━━ Information

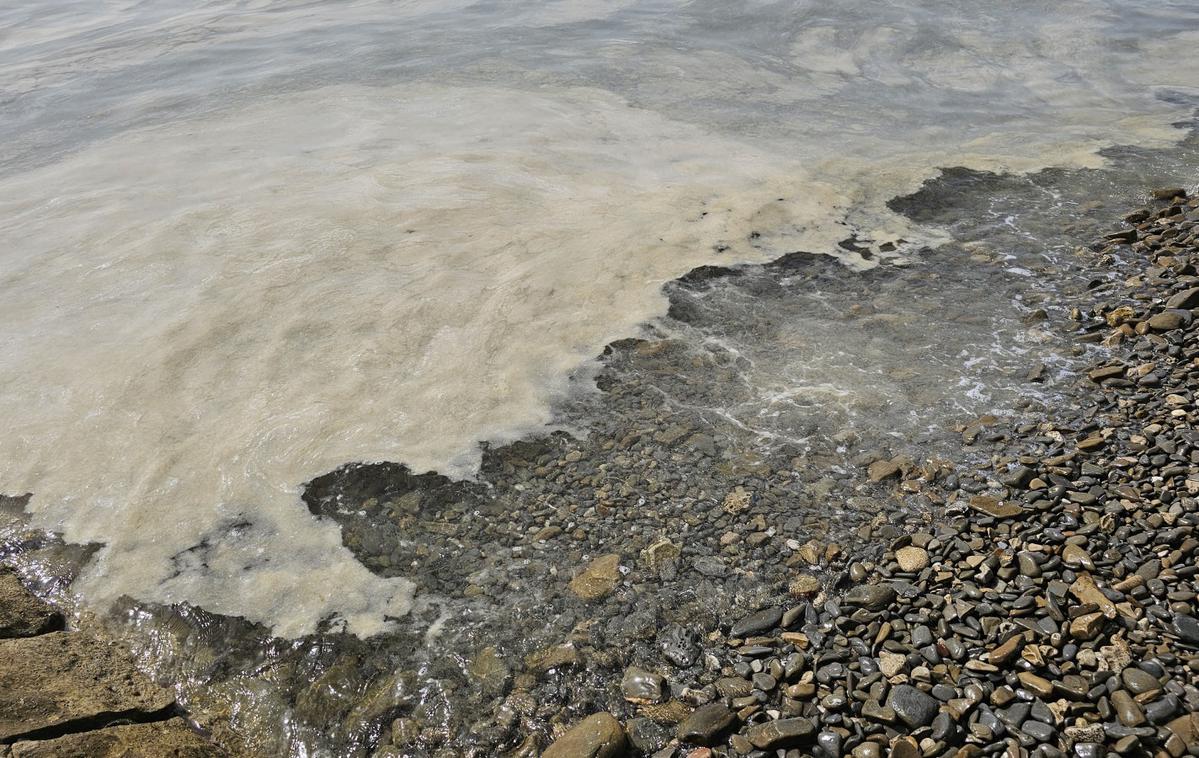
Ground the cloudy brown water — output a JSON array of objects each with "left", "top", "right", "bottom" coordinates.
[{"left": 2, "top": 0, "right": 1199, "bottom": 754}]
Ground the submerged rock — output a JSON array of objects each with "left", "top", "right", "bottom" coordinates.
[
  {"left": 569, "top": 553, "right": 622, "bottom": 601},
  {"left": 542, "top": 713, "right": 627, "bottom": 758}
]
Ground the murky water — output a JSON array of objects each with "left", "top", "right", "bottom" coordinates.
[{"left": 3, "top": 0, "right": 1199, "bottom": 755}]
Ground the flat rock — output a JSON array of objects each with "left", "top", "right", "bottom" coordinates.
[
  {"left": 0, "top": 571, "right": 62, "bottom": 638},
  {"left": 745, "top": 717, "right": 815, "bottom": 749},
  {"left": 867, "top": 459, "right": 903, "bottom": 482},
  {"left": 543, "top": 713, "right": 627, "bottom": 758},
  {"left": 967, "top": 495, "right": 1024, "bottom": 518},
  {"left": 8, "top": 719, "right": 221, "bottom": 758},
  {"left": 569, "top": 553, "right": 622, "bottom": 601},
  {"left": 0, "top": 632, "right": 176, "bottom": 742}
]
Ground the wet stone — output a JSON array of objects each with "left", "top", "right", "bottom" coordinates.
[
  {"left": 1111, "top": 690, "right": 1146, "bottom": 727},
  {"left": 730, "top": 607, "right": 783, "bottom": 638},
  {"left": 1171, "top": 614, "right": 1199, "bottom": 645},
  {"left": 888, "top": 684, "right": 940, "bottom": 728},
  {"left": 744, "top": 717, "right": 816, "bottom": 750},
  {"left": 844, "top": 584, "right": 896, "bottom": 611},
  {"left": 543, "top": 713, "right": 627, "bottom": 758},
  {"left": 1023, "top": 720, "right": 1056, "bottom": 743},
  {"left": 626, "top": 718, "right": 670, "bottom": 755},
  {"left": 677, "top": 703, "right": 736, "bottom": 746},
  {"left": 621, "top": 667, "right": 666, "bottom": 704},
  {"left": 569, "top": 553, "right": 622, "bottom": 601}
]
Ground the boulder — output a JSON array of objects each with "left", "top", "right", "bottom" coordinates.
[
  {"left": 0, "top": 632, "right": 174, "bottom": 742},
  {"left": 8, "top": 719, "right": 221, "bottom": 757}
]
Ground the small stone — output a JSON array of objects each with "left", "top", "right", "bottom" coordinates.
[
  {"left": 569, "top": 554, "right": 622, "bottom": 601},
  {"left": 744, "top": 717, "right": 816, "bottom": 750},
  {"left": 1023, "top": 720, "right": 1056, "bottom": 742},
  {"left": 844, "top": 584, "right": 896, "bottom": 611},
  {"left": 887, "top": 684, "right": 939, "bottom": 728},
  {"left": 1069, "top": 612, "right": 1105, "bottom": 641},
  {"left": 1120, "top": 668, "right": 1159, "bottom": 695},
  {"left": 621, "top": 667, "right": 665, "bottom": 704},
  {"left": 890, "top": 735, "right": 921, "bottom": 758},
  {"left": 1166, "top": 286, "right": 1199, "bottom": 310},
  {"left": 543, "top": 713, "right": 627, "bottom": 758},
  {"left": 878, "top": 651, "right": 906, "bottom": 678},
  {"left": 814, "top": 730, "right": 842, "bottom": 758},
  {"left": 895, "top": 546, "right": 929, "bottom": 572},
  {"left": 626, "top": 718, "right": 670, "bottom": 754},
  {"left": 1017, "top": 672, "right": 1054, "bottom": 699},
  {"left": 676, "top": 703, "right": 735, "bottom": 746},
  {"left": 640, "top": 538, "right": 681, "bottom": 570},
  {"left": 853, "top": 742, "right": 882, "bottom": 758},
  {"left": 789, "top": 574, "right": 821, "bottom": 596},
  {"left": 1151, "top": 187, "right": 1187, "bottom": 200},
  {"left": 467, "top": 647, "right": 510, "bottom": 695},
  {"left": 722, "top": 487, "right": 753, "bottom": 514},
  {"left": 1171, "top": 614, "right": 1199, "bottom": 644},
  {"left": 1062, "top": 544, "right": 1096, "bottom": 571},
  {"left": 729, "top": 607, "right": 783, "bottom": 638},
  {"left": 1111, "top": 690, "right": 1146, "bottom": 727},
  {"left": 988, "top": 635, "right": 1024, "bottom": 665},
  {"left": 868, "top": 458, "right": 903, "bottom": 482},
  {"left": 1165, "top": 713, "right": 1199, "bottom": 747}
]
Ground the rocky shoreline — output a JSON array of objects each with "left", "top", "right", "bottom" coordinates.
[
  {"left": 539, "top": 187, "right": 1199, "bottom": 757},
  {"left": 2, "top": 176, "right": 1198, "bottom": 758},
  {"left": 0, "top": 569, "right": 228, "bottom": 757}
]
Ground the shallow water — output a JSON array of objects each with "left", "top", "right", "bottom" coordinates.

━━━━

Your goal
All of the data is to be reproduced exactly, with the pictures left out.

Answer to the problem
Ground the cloudy brown water — output a JSON array of objects each with "left", "top", "right", "bottom" coordinates.
[{"left": 2, "top": 0, "right": 1199, "bottom": 754}]
Ground the submerged rock — output a JSON array of objects each with "left", "top", "right", "bottom" coordinates.
[
  {"left": 569, "top": 553, "right": 622, "bottom": 601},
  {"left": 542, "top": 713, "right": 627, "bottom": 758}
]
Ground the murky water — output a JSON array of objects each with "left", "top", "right", "bottom" coordinates.
[{"left": 3, "top": 0, "right": 1199, "bottom": 755}]
Ground the flat rock — output a JSON array of objects each with "left", "top", "right", "bottom" coordinates.
[
  {"left": 0, "top": 571, "right": 62, "bottom": 638},
  {"left": 745, "top": 717, "right": 815, "bottom": 749},
  {"left": 867, "top": 459, "right": 903, "bottom": 482},
  {"left": 543, "top": 713, "right": 627, "bottom": 758},
  {"left": 967, "top": 495, "right": 1024, "bottom": 518},
  {"left": 8, "top": 719, "right": 221, "bottom": 758},
  {"left": 569, "top": 553, "right": 622, "bottom": 601},
  {"left": 0, "top": 632, "right": 176, "bottom": 742}
]
Ground the wet stone — output a JSON array of objects each with "left", "top", "right", "bottom" coordinates.
[
  {"left": 1111, "top": 690, "right": 1146, "bottom": 727},
  {"left": 730, "top": 607, "right": 783, "bottom": 638},
  {"left": 1171, "top": 614, "right": 1199, "bottom": 645},
  {"left": 888, "top": 684, "right": 940, "bottom": 728},
  {"left": 744, "top": 717, "right": 816, "bottom": 750},
  {"left": 844, "top": 584, "right": 896, "bottom": 611},
  {"left": 543, "top": 713, "right": 627, "bottom": 758},
  {"left": 1023, "top": 720, "right": 1056, "bottom": 743},
  {"left": 626, "top": 718, "right": 670, "bottom": 755},
  {"left": 677, "top": 703, "right": 736, "bottom": 746},
  {"left": 621, "top": 667, "right": 666, "bottom": 704},
  {"left": 569, "top": 553, "right": 622, "bottom": 601}
]
Ground the boulder — output a JSON array of objects each with "left", "top", "right", "bottom" coordinates.
[
  {"left": 0, "top": 632, "right": 174, "bottom": 742},
  {"left": 8, "top": 719, "right": 221, "bottom": 757}
]
Ground the small stone — output a JSON array of objects each with "left", "top", "right", "bottom" coordinates.
[
  {"left": 569, "top": 554, "right": 622, "bottom": 601},
  {"left": 744, "top": 717, "right": 816, "bottom": 750},
  {"left": 1023, "top": 720, "right": 1056, "bottom": 742},
  {"left": 844, "top": 584, "right": 896, "bottom": 611},
  {"left": 887, "top": 684, "right": 939, "bottom": 728},
  {"left": 1069, "top": 612, "right": 1105, "bottom": 641},
  {"left": 1120, "top": 668, "right": 1159, "bottom": 695},
  {"left": 621, "top": 667, "right": 665, "bottom": 704},
  {"left": 890, "top": 735, "right": 921, "bottom": 758},
  {"left": 1166, "top": 286, "right": 1199, "bottom": 310},
  {"left": 543, "top": 713, "right": 627, "bottom": 758},
  {"left": 878, "top": 651, "right": 906, "bottom": 678},
  {"left": 814, "top": 730, "right": 842, "bottom": 758},
  {"left": 895, "top": 546, "right": 929, "bottom": 572},
  {"left": 626, "top": 718, "right": 670, "bottom": 754},
  {"left": 1017, "top": 672, "right": 1054, "bottom": 699},
  {"left": 676, "top": 703, "right": 735, "bottom": 746},
  {"left": 640, "top": 538, "right": 681, "bottom": 570},
  {"left": 853, "top": 742, "right": 882, "bottom": 758},
  {"left": 789, "top": 574, "right": 821, "bottom": 596},
  {"left": 1151, "top": 187, "right": 1187, "bottom": 200},
  {"left": 467, "top": 647, "right": 510, "bottom": 695},
  {"left": 722, "top": 487, "right": 753, "bottom": 514},
  {"left": 1171, "top": 614, "right": 1199, "bottom": 644},
  {"left": 1062, "top": 544, "right": 1096, "bottom": 571},
  {"left": 729, "top": 607, "right": 783, "bottom": 638},
  {"left": 1111, "top": 690, "right": 1146, "bottom": 727},
  {"left": 988, "top": 635, "right": 1024, "bottom": 665},
  {"left": 868, "top": 458, "right": 903, "bottom": 482},
  {"left": 1165, "top": 713, "right": 1199, "bottom": 747}
]
Ground the rocky shoreline — output a JSON array of objects each with "left", "top", "right", "bottom" coordinates.
[
  {"left": 539, "top": 187, "right": 1199, "bottom": 757},
  {"left": 2, "top": 176, "right": 1198, "bottom": 758},
  {"left": 0, "top": 569, "right": 228, "bottom": 757}
]
Ground the shallow water — output a JSON array of objects each with "left", "top", "right", "bottom" coordinates.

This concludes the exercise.